Job: Count the lines of the records below that contain the word "photo", treating case as significant, and give only that number.

Input:
=-=-=

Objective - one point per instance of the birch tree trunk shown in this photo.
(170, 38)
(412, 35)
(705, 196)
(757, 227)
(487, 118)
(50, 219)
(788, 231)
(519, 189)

=-=-=

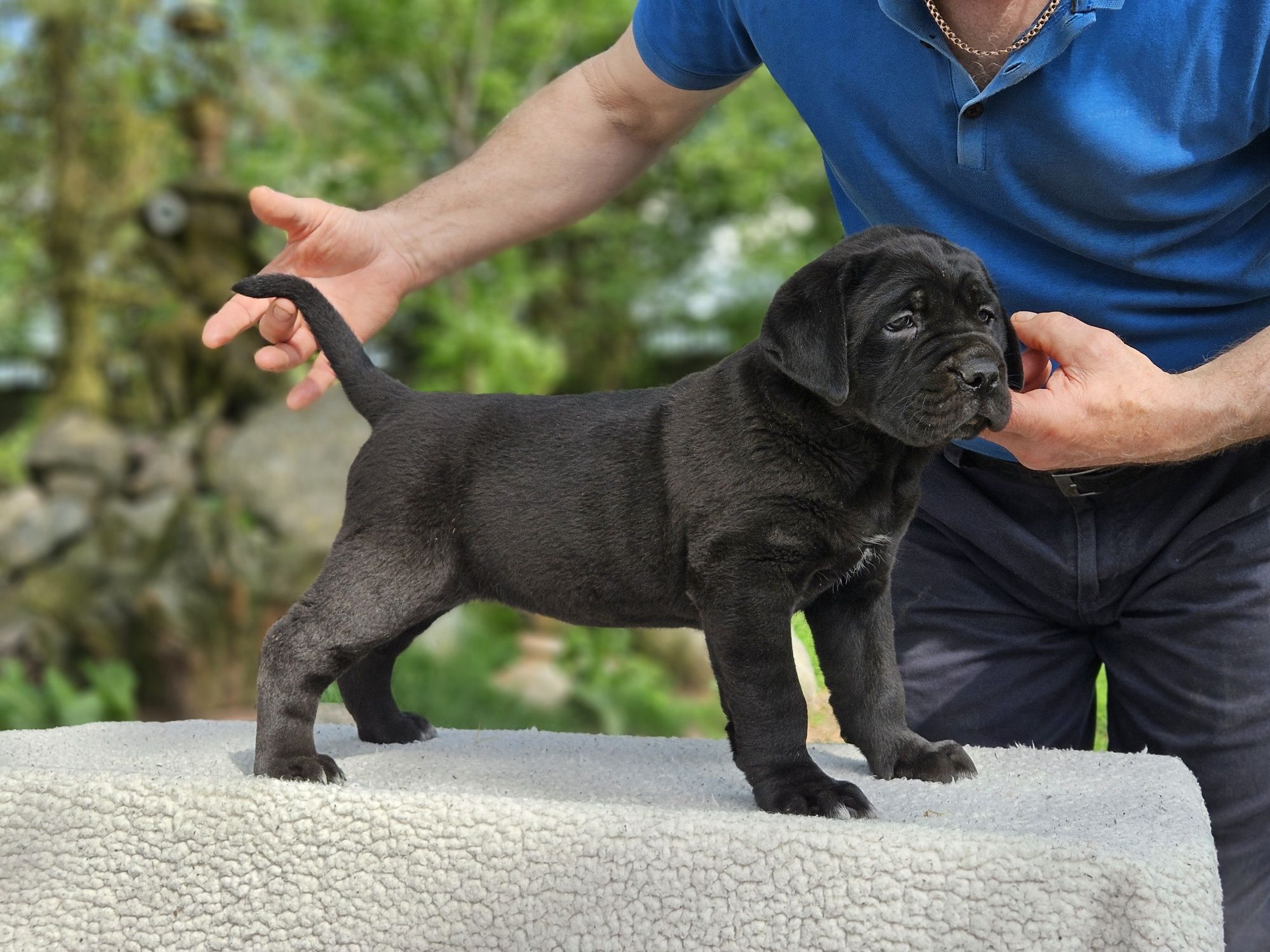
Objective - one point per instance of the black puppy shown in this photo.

=-=-=

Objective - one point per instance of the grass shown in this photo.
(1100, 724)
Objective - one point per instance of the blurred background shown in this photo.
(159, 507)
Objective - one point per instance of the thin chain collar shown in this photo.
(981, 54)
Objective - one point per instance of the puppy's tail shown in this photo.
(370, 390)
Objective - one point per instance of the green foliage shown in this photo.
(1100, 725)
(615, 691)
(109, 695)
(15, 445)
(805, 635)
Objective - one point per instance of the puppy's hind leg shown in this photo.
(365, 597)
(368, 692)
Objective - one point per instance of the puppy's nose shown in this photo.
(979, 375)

=-=-=

Task answer: 9